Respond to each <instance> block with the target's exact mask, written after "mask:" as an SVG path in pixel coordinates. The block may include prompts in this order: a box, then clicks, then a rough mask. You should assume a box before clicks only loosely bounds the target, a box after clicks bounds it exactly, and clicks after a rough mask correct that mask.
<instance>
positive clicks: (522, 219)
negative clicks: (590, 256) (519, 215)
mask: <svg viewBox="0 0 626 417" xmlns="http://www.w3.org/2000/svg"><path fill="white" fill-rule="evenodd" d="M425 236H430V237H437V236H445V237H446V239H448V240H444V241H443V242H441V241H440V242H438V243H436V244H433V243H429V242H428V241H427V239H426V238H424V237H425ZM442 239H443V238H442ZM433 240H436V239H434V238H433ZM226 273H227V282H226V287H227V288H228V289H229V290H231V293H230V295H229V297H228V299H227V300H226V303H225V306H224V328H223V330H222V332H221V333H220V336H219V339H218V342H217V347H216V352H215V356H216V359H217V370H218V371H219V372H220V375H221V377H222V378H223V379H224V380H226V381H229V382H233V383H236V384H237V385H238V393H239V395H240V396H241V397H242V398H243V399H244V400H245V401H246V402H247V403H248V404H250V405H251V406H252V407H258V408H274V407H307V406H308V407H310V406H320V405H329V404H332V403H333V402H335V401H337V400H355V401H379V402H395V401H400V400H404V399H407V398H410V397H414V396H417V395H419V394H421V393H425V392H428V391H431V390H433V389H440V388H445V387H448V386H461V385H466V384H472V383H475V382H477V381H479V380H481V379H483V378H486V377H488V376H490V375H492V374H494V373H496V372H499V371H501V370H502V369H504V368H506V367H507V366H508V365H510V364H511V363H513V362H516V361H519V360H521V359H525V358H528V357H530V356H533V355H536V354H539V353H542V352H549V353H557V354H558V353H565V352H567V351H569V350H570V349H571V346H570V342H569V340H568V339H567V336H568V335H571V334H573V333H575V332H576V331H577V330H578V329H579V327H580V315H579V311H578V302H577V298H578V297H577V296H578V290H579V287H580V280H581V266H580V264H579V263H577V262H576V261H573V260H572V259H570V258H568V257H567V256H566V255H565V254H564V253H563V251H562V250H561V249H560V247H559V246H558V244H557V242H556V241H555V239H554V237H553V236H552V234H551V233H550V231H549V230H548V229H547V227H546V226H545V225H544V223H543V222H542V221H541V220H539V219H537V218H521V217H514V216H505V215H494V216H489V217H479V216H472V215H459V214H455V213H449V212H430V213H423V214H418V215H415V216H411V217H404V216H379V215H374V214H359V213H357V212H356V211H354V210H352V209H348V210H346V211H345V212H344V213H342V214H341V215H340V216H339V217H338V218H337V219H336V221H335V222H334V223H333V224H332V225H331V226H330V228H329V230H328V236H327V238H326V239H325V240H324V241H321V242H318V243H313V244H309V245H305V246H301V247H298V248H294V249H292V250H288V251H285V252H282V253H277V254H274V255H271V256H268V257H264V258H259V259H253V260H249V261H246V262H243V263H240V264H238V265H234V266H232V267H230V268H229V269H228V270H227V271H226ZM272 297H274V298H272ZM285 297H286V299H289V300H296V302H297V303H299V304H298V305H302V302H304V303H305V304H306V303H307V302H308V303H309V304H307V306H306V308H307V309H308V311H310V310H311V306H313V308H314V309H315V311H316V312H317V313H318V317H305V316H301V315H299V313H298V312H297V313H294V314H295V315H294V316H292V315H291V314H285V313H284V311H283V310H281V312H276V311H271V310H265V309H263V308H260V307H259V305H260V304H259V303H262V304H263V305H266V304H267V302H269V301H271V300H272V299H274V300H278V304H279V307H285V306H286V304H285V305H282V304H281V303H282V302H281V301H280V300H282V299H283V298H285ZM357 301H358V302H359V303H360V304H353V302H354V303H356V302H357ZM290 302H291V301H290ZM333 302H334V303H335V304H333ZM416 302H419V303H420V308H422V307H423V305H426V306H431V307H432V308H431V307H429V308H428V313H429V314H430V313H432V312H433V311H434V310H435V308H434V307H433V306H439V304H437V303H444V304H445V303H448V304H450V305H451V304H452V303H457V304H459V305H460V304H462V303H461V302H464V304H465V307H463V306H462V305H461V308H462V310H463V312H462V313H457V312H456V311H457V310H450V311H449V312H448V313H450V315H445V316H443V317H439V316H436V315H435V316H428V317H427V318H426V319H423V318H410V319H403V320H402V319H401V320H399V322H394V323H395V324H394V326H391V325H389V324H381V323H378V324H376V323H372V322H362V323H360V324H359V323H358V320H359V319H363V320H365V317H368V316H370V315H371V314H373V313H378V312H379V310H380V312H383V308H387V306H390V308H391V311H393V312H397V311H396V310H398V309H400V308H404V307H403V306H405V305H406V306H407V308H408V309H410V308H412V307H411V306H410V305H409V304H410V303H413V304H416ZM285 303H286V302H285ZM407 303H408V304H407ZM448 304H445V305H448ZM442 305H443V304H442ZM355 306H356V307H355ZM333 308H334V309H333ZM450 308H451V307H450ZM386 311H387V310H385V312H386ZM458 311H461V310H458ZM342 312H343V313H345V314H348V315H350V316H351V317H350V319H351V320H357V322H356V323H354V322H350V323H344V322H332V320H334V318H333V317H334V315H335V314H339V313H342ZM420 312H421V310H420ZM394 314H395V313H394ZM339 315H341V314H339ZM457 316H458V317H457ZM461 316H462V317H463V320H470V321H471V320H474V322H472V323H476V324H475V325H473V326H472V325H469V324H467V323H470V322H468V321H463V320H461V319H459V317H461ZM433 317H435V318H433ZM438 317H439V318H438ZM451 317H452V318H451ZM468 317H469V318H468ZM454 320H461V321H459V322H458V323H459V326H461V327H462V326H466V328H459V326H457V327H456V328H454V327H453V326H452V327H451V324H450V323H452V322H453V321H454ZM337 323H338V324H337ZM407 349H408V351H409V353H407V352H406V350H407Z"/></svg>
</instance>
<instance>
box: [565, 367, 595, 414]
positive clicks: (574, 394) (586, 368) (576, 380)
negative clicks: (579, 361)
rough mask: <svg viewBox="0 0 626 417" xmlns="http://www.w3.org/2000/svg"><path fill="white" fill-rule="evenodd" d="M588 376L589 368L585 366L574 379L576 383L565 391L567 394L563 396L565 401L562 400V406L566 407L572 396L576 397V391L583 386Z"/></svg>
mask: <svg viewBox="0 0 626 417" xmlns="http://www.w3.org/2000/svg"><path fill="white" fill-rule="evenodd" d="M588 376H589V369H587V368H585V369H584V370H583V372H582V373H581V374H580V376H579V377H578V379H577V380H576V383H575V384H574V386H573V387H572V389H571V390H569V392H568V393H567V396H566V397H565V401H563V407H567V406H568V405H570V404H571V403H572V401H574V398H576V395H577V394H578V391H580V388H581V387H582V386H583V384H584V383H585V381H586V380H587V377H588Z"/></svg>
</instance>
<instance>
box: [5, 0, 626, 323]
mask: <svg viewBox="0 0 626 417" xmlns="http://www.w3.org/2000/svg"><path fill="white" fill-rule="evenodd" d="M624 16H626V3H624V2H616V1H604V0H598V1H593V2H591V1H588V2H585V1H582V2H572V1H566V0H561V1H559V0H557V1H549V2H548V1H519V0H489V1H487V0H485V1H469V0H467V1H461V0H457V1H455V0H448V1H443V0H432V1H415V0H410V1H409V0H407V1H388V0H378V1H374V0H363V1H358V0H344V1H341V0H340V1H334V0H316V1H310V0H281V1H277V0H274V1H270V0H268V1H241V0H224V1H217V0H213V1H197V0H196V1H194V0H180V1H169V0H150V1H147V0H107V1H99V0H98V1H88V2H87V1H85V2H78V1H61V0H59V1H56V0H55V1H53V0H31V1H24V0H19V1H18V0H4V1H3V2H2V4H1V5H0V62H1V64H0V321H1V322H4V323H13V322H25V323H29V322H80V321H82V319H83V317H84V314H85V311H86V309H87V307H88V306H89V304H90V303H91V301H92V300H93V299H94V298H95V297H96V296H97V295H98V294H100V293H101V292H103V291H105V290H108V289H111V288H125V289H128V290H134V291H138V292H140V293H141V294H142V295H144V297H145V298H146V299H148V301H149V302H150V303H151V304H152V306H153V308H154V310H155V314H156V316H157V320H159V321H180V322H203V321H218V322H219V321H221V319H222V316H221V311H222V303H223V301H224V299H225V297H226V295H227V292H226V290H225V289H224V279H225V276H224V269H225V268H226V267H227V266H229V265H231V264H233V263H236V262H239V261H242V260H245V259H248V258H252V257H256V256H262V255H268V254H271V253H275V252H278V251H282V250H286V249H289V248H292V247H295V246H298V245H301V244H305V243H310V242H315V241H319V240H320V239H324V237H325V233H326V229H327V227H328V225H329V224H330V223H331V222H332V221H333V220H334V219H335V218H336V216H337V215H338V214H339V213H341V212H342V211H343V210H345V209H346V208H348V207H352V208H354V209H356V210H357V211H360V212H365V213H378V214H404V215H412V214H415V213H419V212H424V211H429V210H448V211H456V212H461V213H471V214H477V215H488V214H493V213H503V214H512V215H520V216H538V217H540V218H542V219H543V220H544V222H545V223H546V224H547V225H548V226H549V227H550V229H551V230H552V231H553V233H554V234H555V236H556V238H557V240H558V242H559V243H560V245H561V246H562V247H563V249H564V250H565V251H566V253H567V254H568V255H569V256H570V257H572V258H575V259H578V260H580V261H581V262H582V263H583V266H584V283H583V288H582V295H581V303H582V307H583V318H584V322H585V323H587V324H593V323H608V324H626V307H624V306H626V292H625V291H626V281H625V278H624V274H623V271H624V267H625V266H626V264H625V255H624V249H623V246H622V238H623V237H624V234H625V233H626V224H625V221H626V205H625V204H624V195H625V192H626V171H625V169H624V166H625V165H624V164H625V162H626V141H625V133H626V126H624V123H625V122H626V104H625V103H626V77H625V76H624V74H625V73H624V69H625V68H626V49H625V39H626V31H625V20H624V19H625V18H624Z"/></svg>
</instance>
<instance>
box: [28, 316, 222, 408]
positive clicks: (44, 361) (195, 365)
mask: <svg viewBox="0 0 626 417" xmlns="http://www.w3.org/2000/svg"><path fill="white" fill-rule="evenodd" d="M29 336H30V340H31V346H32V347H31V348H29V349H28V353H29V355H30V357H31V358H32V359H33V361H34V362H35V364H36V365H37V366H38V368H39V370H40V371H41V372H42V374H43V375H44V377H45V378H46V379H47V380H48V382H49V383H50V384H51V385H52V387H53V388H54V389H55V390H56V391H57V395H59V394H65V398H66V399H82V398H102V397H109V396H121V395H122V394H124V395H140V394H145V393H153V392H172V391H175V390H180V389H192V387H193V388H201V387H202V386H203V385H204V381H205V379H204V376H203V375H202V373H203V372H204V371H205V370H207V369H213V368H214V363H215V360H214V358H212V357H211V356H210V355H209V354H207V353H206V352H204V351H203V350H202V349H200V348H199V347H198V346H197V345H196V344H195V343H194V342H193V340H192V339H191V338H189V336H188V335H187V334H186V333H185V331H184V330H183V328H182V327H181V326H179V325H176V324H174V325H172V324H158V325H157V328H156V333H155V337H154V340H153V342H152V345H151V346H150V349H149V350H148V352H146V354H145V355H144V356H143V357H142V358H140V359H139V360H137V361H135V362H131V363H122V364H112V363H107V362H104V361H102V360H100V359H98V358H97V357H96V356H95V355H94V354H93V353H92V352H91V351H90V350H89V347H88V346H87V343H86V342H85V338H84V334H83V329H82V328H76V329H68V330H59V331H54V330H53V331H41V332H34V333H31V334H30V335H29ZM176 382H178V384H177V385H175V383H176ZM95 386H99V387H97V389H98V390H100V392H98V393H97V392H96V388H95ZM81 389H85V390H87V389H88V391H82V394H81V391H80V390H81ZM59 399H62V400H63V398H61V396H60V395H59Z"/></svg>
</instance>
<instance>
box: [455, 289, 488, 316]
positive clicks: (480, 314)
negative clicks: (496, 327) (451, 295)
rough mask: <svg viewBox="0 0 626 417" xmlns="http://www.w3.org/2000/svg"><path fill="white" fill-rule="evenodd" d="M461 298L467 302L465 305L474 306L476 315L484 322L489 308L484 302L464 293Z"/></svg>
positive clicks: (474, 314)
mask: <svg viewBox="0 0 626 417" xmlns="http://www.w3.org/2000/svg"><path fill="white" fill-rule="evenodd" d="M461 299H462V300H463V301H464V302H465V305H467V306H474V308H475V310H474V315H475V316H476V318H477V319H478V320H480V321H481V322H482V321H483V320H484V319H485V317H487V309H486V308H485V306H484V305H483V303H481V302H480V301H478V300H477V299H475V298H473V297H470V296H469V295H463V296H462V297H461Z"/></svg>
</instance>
::::
### Instructions for the task
Nothing but the lines from the one containing "298L467 302L465 305L474" to the end of the entries belongs in the answer, and each must match exactly.

### Your solution
rough mask: <svg viewBox="0 0 626 417" xmlns="http://www.w3.org/2000/svg"><path fill="white" fill-rule="evenodd" d="M461 298L467 302L465 305L474 306L476 315L484 322L489 308L484 302L464 293Z"/></svg>
positive clicks: (474, 314)
mask: <svg viewBox="0 0 626 417" xmlns="http://www.w3.org/2000/svg"><path fill="white" fill-rule="evenodd" d="M461 299H462V300H463V301H464V302H465V305H467V306H474V308H475V310H474V315H475V316H476V318H477V319H478V320H480V321H481V322H482V321H483V320H484V319H485V317H487V309H486V308H485V306H484V305H483V303H481V302H480V301H478V300H477V299H475V298H473V297H470V296H469V295H463V296H462V297H461Z"/></svg>
</instance>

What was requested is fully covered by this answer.